___ Material to process ___

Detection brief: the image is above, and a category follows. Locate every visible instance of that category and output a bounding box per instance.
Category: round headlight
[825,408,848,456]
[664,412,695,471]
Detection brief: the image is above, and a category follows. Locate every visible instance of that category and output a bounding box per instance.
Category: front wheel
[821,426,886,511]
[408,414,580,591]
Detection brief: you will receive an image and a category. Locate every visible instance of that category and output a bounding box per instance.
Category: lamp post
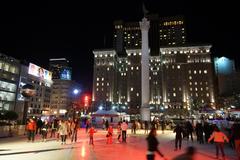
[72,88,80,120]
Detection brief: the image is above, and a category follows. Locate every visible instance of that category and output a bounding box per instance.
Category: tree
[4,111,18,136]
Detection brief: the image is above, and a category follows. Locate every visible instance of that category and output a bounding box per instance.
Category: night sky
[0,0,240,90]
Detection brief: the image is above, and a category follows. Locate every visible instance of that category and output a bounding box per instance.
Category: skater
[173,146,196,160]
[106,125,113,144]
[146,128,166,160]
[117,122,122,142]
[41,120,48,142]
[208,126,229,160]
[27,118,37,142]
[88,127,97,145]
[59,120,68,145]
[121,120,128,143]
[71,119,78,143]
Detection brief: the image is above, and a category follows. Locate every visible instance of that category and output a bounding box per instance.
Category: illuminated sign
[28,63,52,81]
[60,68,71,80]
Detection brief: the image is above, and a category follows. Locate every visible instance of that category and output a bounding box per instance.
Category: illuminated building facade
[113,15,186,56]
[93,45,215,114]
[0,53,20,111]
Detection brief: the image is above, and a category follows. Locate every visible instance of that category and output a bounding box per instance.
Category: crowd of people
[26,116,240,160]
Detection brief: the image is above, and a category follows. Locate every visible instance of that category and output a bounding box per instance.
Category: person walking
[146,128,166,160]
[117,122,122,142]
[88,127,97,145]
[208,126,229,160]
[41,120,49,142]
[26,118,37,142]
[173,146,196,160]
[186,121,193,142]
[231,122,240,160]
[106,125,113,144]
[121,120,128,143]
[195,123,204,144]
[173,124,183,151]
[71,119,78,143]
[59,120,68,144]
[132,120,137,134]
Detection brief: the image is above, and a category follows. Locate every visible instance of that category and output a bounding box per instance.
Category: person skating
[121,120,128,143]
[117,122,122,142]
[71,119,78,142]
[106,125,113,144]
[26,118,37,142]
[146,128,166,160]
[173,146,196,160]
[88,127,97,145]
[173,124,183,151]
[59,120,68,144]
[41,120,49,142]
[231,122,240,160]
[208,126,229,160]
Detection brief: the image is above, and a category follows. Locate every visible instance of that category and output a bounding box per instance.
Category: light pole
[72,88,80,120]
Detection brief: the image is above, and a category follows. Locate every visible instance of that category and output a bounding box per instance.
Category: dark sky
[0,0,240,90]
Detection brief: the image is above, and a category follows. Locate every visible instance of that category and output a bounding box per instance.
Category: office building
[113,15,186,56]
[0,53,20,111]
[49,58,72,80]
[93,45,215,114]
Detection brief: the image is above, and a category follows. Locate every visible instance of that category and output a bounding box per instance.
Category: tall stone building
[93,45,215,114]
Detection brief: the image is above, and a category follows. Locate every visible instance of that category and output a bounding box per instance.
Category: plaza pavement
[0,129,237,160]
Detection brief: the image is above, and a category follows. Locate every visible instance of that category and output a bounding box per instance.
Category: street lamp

___

To do:
Please gather every line in the rows above that contains the word "person" and copy each of those lines in full.

Exercise result:
Category: person walking
Category: person skating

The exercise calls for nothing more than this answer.